* AVAILABLE DATA *
----
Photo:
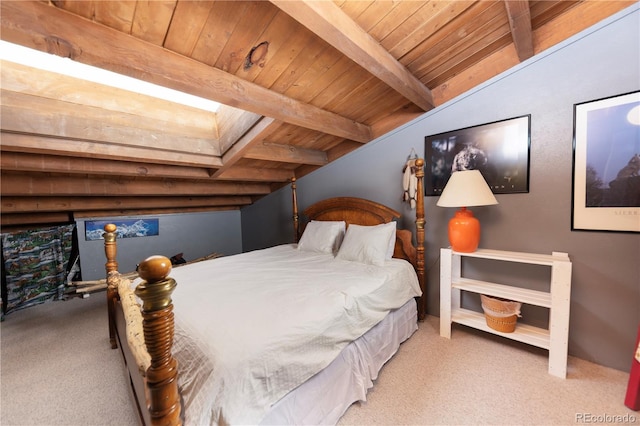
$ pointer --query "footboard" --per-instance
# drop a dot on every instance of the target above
(160, 394)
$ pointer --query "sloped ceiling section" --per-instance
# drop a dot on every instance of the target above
(302, 83)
----
* TRY IT *
Each line above with the string "pointer" should be reported in full.

* WRITTEN RESPONSE *
$ pointer --query "footboard" --per-instance
$ pointer --query "sloped ceiling section" --per-instance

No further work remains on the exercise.